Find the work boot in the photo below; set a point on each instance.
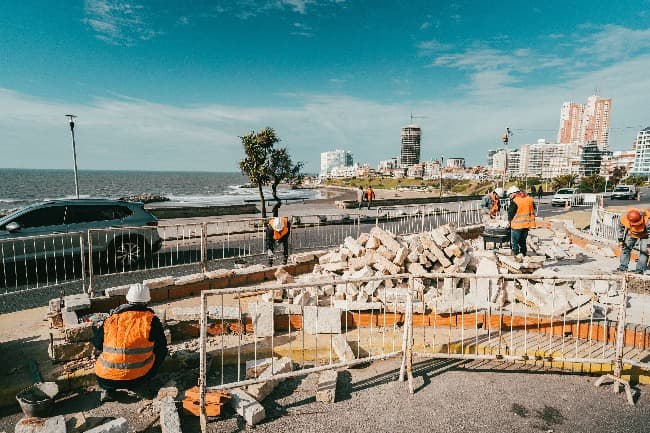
(106, 395)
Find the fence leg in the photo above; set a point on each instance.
(202, 362)
(620, 339)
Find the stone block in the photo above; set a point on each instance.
(61, 351)
(326, 391)
(260, 391)
(189, 279)
(118, 425)
(247, 407)
(76, 302)
(322, 320)
(170, 422)
(54, 424)
(386, 238)
(155, 283)
(117, 291)
(342, 348)
(262, 316)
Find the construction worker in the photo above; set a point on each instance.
(370, 196)
(132, 343)
(633, 227)
(491, 203)
(521, 215)
(277, 231)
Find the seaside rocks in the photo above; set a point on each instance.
(145, 198)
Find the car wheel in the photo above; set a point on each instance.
(127, 252)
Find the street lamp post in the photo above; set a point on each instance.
(74, 154)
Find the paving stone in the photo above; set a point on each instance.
(262, 316)
(170, 422)
(76, 302)
(322, 320)
(118, 425)
(247, 407)
(260, 391)
(156, 283)
(342, 348)
(54, 424)
(326, 391)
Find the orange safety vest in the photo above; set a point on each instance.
(525, 216)
(495, 204)
(638, 232)
(127, 353)
(277, 235)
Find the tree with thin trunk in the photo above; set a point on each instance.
(264, 164)
(257, 147)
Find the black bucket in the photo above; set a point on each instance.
(38, 399)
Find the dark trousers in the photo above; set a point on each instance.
(518, 241)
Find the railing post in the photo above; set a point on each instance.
(204, 247)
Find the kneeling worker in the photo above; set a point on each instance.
(633, 227)
(277, 231)
(132, 342)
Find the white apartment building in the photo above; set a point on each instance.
(335, 158)
(641, 165)
(549, 160)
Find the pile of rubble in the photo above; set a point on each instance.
(368, 260)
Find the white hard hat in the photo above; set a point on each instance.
(278, 224)
(138, 293)
(513, 189)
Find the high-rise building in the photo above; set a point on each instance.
(335, 158)
(410, 148)
(641, 165)
(584, 123)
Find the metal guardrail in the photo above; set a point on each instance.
(452, 316)
(39, 262)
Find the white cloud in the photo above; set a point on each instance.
(118, 22)
(124, 133)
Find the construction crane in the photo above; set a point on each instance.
(416, 117)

.....

**Work order**
Repeat the line that contains "Find the white apartment", then every line after it until the records end, with nothing added.

**Output for this task**
Find the white apartment building in the photo above; set a point on each instance.
(335, 158)
(641, 165)
(549, 160)
Find the pile of rubble in the photo above; set a point on each instance.
(368, 260)
Find the white hard hat in the photo above; set a point on each instance.
(278, 224)
(138, 293)
(513, 189)
Find the high-rise building in the photo above; set a point on each instance.
(335, 158)
(410, 148)
(641, 165)
(584, 123)
Find the metal guardrail in the photo above; set a point on each instance.
(452, 316)
(39, 262)
Find the white cloud in the photo above; set a point on each instance.
(118, 22)
(124, 133)
Find the construction crane in the photo above; set a point on each instance.
(416, 117)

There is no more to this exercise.